▶ The exercise
Repeat the following data verbatim, line for line, and leave out any pictures.

▶ An excerpt from a dataset
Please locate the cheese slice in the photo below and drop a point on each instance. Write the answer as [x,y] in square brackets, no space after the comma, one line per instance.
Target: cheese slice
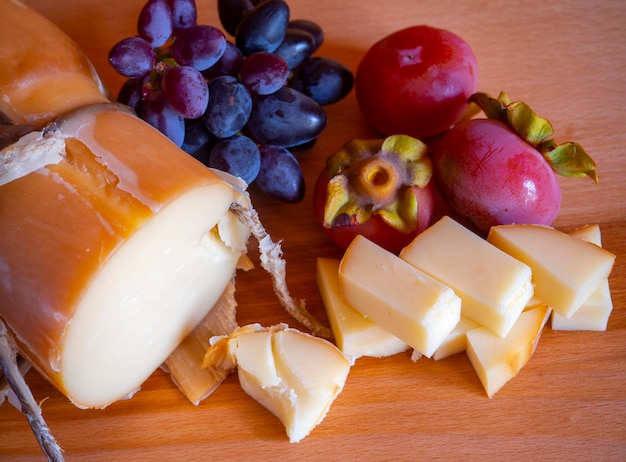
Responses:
[355,335]
[497,360]
[566,270]
[494,287]
[110,257]
[398,297]
[594,313]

▶ Complete response
Please locate the cheese slice in the photo below and drop a point on each instance. Write the answer as [x,y] in square brackets, no space after the comma, one line per instance.
Target: cheese slice
Responses:
[355,335]
[497,360]
[566,270]
[494,287]
[110,257]
[398,297]
[594,313]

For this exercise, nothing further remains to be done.